**WHAT THE EXERCISE ASKS**
Check every line below for the string "boxes". Copy the ones that have it.

------------------------------------------------------------------------

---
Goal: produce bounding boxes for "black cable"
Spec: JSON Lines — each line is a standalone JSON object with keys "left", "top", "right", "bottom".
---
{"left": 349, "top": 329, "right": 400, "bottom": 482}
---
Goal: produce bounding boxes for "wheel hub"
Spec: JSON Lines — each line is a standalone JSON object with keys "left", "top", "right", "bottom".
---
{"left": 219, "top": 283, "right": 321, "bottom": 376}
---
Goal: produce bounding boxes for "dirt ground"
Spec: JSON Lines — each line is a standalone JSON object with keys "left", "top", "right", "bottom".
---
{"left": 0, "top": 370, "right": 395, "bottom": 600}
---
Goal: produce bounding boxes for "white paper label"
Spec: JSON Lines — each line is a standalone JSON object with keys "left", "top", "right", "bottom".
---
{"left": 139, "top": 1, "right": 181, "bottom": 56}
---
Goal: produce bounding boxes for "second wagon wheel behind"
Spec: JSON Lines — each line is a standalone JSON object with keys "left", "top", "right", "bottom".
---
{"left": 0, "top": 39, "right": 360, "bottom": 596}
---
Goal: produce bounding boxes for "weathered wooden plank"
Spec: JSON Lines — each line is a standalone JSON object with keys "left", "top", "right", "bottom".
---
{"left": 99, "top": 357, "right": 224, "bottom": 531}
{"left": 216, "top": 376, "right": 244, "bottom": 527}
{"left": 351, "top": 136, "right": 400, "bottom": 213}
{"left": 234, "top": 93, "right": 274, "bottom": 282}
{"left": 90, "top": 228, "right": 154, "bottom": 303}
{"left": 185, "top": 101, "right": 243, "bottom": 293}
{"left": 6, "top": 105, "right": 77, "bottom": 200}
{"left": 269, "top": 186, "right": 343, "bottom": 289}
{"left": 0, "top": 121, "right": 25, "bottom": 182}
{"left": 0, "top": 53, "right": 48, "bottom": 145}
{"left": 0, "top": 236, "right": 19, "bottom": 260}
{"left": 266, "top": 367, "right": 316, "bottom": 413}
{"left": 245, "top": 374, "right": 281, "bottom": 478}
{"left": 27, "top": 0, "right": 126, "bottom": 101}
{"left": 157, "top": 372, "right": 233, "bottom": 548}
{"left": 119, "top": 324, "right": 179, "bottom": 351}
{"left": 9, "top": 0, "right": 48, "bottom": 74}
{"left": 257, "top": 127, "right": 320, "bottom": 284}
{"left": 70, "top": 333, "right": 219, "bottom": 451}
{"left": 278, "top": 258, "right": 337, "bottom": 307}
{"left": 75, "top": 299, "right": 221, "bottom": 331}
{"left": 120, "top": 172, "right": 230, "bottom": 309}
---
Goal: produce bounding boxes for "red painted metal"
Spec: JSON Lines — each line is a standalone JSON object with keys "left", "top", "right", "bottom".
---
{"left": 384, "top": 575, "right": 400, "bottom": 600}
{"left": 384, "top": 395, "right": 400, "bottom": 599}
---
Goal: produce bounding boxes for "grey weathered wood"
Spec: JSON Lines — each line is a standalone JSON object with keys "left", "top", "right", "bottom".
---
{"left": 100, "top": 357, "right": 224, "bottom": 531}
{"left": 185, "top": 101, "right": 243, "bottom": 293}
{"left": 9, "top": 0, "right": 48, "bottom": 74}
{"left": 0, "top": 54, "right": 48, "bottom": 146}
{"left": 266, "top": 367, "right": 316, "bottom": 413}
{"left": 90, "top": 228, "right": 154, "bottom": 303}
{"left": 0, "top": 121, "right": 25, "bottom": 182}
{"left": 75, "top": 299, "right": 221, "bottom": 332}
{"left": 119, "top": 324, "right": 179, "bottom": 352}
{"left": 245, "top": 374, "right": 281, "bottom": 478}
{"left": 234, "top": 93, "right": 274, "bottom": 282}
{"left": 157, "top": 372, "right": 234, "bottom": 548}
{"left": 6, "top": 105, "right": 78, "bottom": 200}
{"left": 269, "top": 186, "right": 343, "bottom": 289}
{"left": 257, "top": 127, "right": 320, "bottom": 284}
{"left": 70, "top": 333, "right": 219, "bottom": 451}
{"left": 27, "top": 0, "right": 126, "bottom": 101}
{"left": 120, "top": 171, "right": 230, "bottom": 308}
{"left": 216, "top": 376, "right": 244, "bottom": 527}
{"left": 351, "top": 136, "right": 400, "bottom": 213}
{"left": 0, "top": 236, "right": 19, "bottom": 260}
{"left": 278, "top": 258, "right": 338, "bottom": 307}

------------------------------------------------------------------------

**EXERCISE OUTPUT**
Goal: produce bounding boxes for "black cable"
Goal: produce bounding boxes for "wheel hub"
Goal: produce bounding boxes for "dirt ground"
Goal: produce bounding boxes for "white paper label"
Goal: produce bounding boxes for "second wagon wheel behind"
Goal: produce bounding boxes for "weathered wooden plank"
Goal: produce bounding boxes for "red painted metal"
Goal: produce bounding boxes for "grey weathered wood"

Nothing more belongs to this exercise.